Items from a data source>
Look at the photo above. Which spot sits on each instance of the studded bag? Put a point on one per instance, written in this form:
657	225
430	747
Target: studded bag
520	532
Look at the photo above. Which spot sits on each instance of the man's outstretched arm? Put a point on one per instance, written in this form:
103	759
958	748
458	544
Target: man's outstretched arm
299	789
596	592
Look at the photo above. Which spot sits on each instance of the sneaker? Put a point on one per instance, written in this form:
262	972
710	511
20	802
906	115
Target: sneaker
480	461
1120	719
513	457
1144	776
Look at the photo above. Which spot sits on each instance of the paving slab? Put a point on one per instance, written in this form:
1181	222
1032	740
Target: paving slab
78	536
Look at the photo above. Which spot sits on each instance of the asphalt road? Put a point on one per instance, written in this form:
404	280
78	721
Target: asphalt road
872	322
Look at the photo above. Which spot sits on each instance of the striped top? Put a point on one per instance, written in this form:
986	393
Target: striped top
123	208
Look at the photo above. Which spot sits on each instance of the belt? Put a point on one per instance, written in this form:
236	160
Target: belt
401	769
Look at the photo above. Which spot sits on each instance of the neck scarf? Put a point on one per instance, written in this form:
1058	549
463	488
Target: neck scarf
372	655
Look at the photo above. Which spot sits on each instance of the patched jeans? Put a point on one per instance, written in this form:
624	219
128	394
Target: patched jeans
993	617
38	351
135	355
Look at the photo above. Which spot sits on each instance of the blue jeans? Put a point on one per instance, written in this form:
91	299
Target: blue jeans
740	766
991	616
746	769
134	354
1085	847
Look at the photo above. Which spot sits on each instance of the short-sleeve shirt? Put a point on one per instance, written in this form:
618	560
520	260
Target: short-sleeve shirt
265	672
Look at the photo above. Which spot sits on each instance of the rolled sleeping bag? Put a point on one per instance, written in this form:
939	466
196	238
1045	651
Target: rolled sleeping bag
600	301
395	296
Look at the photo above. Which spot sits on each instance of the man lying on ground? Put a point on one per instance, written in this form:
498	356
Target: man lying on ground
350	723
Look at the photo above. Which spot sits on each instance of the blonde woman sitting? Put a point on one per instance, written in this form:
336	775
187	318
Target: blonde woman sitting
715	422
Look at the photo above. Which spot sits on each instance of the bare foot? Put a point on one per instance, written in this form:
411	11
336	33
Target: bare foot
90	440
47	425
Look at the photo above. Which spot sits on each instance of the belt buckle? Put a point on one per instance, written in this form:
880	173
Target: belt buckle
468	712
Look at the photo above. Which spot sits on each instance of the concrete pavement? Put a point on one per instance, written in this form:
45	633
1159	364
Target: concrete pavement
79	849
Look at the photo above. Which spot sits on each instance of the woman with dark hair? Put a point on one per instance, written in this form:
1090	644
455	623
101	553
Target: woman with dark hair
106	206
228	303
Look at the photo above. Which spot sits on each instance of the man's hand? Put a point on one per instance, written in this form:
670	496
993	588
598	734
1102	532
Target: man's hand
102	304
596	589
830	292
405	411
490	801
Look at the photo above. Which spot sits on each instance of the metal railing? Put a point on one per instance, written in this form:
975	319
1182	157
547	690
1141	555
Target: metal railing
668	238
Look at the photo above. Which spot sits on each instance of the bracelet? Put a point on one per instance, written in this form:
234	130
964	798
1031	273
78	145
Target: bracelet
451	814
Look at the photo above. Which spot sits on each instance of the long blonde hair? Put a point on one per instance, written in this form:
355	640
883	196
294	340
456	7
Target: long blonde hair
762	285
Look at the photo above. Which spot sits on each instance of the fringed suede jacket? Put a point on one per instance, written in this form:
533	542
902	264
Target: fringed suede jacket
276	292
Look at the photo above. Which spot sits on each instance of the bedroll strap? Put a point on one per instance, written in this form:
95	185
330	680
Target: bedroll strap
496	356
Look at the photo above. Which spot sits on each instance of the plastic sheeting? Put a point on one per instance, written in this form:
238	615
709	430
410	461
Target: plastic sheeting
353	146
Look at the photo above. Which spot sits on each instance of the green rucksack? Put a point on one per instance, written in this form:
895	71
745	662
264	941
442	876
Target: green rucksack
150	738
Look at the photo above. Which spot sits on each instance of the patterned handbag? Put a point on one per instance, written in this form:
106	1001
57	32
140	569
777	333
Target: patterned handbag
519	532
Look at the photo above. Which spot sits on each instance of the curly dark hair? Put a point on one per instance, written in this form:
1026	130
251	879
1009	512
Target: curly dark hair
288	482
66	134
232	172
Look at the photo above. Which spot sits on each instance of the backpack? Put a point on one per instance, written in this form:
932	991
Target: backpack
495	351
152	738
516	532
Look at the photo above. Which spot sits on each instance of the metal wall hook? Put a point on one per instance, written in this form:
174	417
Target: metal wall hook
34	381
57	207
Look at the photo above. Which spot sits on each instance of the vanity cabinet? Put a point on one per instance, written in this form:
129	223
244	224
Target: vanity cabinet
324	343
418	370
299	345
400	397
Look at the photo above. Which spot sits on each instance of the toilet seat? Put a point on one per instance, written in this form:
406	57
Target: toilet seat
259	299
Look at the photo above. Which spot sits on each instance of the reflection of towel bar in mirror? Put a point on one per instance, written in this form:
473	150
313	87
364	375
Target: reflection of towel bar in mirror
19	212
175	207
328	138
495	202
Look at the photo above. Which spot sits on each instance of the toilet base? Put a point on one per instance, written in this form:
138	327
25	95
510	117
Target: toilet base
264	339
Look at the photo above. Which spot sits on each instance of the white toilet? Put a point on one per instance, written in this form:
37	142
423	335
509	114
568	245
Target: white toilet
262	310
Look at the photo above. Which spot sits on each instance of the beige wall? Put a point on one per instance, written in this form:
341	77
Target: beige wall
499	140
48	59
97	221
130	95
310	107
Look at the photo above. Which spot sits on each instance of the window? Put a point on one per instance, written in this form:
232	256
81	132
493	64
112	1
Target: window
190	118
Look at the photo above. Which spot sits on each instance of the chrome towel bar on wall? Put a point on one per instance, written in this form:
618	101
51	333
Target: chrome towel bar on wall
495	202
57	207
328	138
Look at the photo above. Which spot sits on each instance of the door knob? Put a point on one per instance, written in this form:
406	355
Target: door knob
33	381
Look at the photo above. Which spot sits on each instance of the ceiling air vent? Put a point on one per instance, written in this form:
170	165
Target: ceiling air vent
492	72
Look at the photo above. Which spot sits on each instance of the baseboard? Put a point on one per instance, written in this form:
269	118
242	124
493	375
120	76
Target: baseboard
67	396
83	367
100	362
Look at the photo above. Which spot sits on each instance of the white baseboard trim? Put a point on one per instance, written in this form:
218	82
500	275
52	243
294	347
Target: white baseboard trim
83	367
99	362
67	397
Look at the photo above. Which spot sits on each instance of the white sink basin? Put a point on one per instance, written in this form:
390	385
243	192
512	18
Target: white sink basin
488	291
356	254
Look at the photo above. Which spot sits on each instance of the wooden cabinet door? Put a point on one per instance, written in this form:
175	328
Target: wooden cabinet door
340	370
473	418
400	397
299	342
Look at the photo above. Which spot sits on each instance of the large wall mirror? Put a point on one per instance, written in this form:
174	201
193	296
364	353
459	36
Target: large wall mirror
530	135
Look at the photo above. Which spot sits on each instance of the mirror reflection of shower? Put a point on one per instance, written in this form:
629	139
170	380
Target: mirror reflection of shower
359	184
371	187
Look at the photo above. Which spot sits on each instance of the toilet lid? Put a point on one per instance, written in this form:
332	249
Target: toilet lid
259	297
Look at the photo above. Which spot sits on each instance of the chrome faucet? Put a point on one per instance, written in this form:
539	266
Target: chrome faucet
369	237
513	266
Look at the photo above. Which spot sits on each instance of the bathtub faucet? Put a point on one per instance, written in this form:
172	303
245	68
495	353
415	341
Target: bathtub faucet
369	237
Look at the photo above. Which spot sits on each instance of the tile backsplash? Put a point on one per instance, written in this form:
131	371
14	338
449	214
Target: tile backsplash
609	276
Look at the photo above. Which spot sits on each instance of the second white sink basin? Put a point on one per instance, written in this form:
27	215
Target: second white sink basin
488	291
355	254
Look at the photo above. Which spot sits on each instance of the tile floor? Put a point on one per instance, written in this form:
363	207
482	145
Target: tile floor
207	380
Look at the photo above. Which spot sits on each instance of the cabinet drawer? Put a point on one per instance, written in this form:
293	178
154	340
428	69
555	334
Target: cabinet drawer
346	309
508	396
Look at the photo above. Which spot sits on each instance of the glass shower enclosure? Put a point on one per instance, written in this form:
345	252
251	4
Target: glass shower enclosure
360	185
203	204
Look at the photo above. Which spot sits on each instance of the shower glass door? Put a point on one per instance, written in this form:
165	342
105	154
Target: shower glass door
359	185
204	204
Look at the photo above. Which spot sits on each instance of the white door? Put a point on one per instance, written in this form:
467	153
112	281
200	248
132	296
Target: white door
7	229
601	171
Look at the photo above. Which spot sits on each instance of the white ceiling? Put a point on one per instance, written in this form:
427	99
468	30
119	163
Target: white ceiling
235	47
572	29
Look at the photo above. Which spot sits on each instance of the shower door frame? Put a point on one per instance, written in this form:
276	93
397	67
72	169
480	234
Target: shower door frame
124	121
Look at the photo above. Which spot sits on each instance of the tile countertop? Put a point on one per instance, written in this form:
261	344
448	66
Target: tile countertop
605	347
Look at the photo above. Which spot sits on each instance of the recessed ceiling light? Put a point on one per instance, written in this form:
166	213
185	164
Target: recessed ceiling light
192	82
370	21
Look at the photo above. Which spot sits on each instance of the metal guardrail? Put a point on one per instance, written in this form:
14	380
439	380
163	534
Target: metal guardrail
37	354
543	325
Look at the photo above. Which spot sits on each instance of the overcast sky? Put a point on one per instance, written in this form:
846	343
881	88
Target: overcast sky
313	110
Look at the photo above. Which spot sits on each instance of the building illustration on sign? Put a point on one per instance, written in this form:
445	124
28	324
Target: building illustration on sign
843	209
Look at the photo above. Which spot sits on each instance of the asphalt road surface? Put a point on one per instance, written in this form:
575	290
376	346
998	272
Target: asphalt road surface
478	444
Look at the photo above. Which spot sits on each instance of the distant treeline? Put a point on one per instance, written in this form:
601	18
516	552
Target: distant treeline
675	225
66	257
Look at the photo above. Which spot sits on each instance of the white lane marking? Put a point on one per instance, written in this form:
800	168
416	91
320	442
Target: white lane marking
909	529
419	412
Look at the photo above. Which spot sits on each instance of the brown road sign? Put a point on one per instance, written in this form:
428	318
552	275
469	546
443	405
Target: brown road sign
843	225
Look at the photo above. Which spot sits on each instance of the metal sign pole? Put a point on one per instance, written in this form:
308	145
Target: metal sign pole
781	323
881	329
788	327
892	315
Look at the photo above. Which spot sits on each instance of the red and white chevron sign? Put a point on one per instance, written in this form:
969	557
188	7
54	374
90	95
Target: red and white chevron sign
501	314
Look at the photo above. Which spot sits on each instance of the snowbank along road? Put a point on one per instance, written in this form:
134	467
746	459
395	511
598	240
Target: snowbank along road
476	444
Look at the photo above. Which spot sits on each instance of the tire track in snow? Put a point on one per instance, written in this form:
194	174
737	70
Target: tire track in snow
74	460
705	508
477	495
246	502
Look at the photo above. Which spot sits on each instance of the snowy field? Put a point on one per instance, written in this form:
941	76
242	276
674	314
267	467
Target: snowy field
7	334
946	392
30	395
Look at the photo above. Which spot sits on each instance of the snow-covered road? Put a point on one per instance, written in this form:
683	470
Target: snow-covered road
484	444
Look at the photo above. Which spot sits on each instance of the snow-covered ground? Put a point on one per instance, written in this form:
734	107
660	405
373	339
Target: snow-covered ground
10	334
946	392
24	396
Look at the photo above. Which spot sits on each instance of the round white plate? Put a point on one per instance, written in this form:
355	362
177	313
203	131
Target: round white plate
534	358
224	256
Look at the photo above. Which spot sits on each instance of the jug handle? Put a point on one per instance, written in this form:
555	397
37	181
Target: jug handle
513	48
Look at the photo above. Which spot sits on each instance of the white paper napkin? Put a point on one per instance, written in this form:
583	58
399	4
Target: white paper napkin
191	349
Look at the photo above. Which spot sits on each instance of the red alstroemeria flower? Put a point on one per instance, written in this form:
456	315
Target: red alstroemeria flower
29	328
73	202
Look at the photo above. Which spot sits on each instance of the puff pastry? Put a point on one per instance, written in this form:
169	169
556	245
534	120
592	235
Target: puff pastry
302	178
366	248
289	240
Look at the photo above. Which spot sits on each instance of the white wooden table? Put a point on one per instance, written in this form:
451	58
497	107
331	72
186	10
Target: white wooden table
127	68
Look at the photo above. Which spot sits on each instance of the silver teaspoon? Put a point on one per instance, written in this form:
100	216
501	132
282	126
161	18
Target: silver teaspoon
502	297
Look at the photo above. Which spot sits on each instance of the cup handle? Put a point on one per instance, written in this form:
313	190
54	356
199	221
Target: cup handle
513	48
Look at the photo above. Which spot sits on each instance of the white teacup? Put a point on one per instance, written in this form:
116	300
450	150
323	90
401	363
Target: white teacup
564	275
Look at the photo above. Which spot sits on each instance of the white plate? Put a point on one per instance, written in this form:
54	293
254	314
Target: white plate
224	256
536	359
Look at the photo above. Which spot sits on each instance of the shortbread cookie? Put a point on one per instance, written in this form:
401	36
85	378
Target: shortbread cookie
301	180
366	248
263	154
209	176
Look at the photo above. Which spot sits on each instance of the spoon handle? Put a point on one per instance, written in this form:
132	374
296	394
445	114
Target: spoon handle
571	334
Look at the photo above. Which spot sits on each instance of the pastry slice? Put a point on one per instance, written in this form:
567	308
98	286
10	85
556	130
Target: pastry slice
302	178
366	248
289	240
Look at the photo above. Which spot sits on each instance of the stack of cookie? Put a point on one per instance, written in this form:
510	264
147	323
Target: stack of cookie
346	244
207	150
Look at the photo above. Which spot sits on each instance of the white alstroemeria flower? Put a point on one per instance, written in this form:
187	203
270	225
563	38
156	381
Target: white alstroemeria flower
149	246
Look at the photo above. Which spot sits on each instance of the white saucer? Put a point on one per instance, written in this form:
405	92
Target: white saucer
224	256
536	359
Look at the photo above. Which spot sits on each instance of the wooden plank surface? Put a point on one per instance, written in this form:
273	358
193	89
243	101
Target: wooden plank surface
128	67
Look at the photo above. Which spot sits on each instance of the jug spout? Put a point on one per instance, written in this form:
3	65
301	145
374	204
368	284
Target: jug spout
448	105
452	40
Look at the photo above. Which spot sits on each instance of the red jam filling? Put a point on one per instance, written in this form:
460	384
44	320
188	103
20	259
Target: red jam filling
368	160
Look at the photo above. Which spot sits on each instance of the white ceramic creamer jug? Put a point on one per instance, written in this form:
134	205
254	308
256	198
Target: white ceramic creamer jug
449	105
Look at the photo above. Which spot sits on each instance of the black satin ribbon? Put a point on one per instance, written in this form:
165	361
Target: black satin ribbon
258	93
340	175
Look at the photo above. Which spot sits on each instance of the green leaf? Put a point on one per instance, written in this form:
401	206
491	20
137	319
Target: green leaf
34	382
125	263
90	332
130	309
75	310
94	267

REQUIRED TASK> Write out only what runs from the line holding "the white alstroemeria" through the last line of the records, exactly as shown.

EXERCISE ANSWER>
Look at the photo above. Which spot sits on each instance of the white alstroemeria flower? Put a point on one per instance, written in this form:
187	203
270	225
563	38
156	381
Target: white alstroemeria flower
149	246
Look at the photo above. Which spot sits on each instance of the white saucer? Put a point on one per instance, written in this form:
405	92
Target: white saucer
224	256
536	359
Look at the photo above. Which spot sits on each instance of the wooden plank surface? Put a point on one per instance, written in this form:
273	358
193	89
243	101
Target: wooden plank surface
128	67
Look at the photo above. Which spot sits on each instance of the jug spout? Put a point on one per instance, written in this form:
3	65
301	145
374	204
368	284
Target: jug spout
448	105
452	40
Look at the photo above. Which spot sits on each instance of the red jam filling? Put a point on one per instance, written in this form:
460	384
44	320
188	103
20	259
Target: red jam filling
368	160
Look at the photo above. Which spot sits on each instance of the white ceramic creamer jug? Put a point on one per instance, written in this form:
134	205
254	308
256	198
Target: white ceramic creamer jug
449	105
Look at the photo above. Which spot sits on each instance of the black satin ribbon? Put a point on one per instance, written in this form:
165	361
Target: black satin ribbon
258	93
340	175
Look at the photo above. Which spot sits on each instance of the green leaf? Put a point on one per instance, written in this form:
401	206
491	20
137	319
Target: green leaf
34	382
125	263
90	332
130	309
75	310
94	267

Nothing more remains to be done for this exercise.